Supplied material:
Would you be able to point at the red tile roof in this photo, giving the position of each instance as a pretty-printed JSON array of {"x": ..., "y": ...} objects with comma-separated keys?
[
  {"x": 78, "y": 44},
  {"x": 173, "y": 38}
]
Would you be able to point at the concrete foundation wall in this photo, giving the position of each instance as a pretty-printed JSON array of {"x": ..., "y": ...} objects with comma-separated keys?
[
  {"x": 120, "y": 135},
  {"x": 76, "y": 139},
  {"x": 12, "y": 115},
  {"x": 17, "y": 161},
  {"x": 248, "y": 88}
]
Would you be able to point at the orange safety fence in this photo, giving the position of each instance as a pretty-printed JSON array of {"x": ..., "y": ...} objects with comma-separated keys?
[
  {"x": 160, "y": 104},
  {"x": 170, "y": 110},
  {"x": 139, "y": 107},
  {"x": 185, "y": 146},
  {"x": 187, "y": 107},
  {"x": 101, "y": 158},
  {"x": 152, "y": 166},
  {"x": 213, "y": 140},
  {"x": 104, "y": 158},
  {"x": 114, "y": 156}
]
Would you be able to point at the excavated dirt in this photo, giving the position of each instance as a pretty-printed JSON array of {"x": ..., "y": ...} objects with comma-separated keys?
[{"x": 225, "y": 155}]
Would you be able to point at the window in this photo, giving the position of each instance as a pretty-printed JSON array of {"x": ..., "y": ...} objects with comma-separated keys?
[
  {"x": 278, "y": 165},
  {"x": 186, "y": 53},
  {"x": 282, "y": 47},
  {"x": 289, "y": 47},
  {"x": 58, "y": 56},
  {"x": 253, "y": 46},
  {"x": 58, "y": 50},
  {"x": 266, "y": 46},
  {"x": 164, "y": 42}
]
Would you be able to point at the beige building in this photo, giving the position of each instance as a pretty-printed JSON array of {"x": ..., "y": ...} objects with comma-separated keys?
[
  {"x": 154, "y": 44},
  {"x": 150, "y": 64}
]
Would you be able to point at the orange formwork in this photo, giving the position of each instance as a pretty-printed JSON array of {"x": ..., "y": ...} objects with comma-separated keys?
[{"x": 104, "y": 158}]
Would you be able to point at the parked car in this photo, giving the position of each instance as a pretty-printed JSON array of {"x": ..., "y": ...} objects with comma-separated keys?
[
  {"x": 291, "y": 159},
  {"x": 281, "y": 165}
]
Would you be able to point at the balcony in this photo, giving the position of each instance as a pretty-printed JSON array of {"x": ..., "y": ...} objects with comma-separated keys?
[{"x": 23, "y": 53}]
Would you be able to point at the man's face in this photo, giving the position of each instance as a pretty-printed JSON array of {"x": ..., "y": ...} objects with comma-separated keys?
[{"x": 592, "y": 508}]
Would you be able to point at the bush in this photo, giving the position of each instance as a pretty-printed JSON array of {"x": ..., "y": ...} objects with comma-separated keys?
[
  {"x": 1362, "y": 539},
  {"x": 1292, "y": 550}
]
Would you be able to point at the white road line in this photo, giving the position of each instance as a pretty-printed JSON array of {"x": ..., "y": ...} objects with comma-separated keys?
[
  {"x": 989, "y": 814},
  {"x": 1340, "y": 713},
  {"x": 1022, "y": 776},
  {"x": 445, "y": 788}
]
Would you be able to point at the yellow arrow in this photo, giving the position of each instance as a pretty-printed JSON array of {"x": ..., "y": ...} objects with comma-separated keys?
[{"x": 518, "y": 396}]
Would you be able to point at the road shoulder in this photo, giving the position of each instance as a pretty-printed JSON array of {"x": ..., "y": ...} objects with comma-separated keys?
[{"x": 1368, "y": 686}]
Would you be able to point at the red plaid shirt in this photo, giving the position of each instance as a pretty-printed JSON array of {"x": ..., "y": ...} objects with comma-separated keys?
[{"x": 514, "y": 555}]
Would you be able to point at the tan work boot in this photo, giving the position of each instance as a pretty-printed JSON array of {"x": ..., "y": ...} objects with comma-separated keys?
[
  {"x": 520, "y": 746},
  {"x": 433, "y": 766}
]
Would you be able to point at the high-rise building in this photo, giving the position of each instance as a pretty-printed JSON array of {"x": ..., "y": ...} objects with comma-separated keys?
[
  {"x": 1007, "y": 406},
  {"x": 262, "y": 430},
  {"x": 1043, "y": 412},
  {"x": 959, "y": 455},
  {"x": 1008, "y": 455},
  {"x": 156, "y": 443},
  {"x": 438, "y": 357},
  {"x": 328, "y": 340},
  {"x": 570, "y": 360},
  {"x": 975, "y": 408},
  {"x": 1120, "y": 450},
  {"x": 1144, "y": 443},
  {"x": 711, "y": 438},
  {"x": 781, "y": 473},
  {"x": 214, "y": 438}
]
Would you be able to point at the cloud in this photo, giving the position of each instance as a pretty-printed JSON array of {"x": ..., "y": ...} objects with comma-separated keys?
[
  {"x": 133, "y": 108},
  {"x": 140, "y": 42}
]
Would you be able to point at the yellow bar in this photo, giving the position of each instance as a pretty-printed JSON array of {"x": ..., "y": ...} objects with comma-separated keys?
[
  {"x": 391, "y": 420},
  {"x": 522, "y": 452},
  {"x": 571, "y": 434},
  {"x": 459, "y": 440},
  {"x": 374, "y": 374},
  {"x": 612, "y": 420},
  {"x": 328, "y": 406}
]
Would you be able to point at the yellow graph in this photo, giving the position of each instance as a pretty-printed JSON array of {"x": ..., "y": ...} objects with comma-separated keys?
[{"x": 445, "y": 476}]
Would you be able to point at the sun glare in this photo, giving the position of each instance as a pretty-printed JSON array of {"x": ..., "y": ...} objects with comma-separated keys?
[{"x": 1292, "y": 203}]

Problem to work on: Nothing may be dropped or altered; repeat every record in full.

Response:
Would you be able to point at the red tile roof in this photo, giving the position of each instance as a pretty-printed JSON array of {"x": ..., "y": ...} objects with comma-separated keys?
[
  {"x": 78, "y": 44},
  {"x": 173, "y": 38}
]
Would you be able to point at the concrete foundation wall in this photo, giving the position of each instance as a pretty-printed JSON array of {"x": ..., "y": ...} objects with comma-separated keys?
[
  {"x": 120, "y": 135},
  {"x": 76, "y": 139},
  {"x": 12, "y": 115},
  {"x": 17, "y": 161},
  {"x": 248, "y": 88}
]
Would you be able to point at the orange safety fence in this photo, giving the position of each instance as a pretty-printed JSON array of {"x": ..., "y": ...} objects with comma-separated keys?
[
  {"x": 160, "y": 104},
  {"x": 170, "y": 110},
  {"x": 139, "y": 107},
  {"x": 185, "y": 146},
  {"x": 187, "y": 107},
  {"x": 101, "y": 158},
  {"x": 152, "y": 166},
  {"x": 213, "y": 140},
  {"x": 104, "y": 158},
  {"x": 114, "y": 156}
]
Would you be able to point at the excavated dirt in this photo, giving the position of each instance as a pretty-printed JSON array of {"x": ..., "y": ...} objects with comma-separated keys?
[{"x": 225, "y": 155}]
Would you be able to point at the window in this photo, giving the position of each instance as a pretty-printed JSON array of {"x": ..., "y": ...} objects with comma-separated keys?
[
  {"x": 278, "y": 165},
  {"x": 186, "y": 53},
  {"x": 282, "y": 47},
  {"x": 289, "y": 47},
  {"x": 58, "y": 56},
  {"x": 253, "y": 46},
  {"x": 58, "y": 50},
  {"x": 266, "y": 46},
  {"x": 164, "y": 42}
]
Would you be able to point at the beige building in this photo, giving the position of each instance as a pretty-printed JSON array of {"x": ..., "y": ...} objects with comma-separated keys?
[
  {"x": 154, "y": 44},
  {"x": 150, "y": 64}
]
Would you be able to point at the orange formwork in this photo, giving the position of each instance as a pretty-printed JSON array of {"x": ..., "y": ...} objects with comma-separated keys?
[{"x": 104, "y": 158}]
Would you be able to point at the parked car in this photo, giving the position of each instance as a pretty-printed JSON array of {"x": ..., "y": ...} objects with comma-separated keys?
[
  {"x": 291, "y": 159},
  {"x": 281, "y": 165}
]
Would you be able to point at the balcony in this photo, giving the position of each instance as a pretty-printed JSON array of {"x": ..., "y": ...} objects with comma-separated keys?
[{"x": 23, "y": 53}]
Would you be able to point at the man's face in this photo, giving the position of each instance as a pretty-printed JSON array of {"x": ..., "y": ...} objects with comma-separated keys?
[{"x": 592, "y": 508}]
Would you be able to point at the bush in this photo, giving the position of each instance as a pretty-printed JSON array of {"x": ..., "y": ...} objects with comma-separated keys?
[
  {"x": 1362, "y": 539},
  {"x": 1292, "y": 550}
]
Would you be able to point at the white road line in this photo, giving the position of each instance as a pretty-printed JSON array of {"x": ..., "y": ...} objects with comma-separated keys?
[
  {"x": 989, "y": 814},
  {"x": 1340, "y": 713},
  {"x": 1022, "y": 776},
  {"x": 445, "y": 788}
]
Would you be able to point at the yellow arrow in this photo, giving the position of each instance as a pretty-printed JSON array of {"x": ..., "y": ...} objects with comma-separated keys?
[{"x": 518, "y": 396}]
Would you be able to point at the road shoulder in this photo, giving the position of each instance as a pretty-printed JSON array of {"x": ..., "y": ...} objects with comma-separated keys?
[{"x": 1368, "y": 686}]
Would you be able to point at the red plaid shirt in this photo, giving the position of each instance as a pretty-printed JSON array of {"x": ..., "y": ...} objects with comma-separated keys?
[{"x": 514, "y": 555}]
Would you be able to point at the tan work boot in this photo, giving the position of each instance as a pretty-printed JSON array of {"x": ..., "y": ...} objects with comma-separated keys?
[
  {"x": 520, "y": 746},
  {"x": 433, "y": 766}
]
Would you be able to point at the high-rise building in this photo, giving the position of each instance as a pretty-printed JSON array of {"x": ..., "y": ...} objects with comma-separated keys?
[
  {"x": 1007, "y": 406},
  {"x": 262, "y": 430},
  {"x": 1043, "y": 412},
  {"x": 959, "y": 455},
  {"x": 1008, "y": 455},
  {"x": 156, "y": 443},
  {"x": 438, "y": 357},
  {"x": 328, "y": 340},
  {"x": 570, "y": 360},
  {"x": 975, "y": 408},
  {"x": 1120, "y": 450},
  {"x": 1144, "y": 443},
  {"x": 711, "y": 438},
  {"x": 781, "y": 473},
  {"x": 214, "y": 438}
]
Would you be able to point at the cloud in this photo, giving the position of each instance as a pretty-printed JSON array of {"x": ..., "y": ...} objects with comma-separated keys?
[
  {"x": 133, "y": 108},
  {"x": 140, "y": 42}
]
Would you be able to point at the yellow bar in this photo, giving the position of each instance as a pretty-printed JSON array of {"x": ..., "y": ...} objects with comma-separated keys?
[
  {"x": 391, "y": 420},
  {"x": 522, "y": 452},
  {"x": 571, "y": 434},
  {"x": 459, "y": 440},
  {"x": 374, "y": 374},
  {"x": 612, "y": 420},
  {"x": 328, "y": 406}
]
Would you be able to point at the yellow graph in this photo, giving the position of each instance as a pretty-printed JSON array of {"x": ..., "y": ...} objects with comma-separated keys?
[{"x": 445, "y": 476}]
Would you be able to point at the sun glare in this photo, giving the position of each instance as a pretty-printed JSON array of {"x": ..., "y": ...} objects with comma-separated keys?
[{"x": 1292, "y": 203}]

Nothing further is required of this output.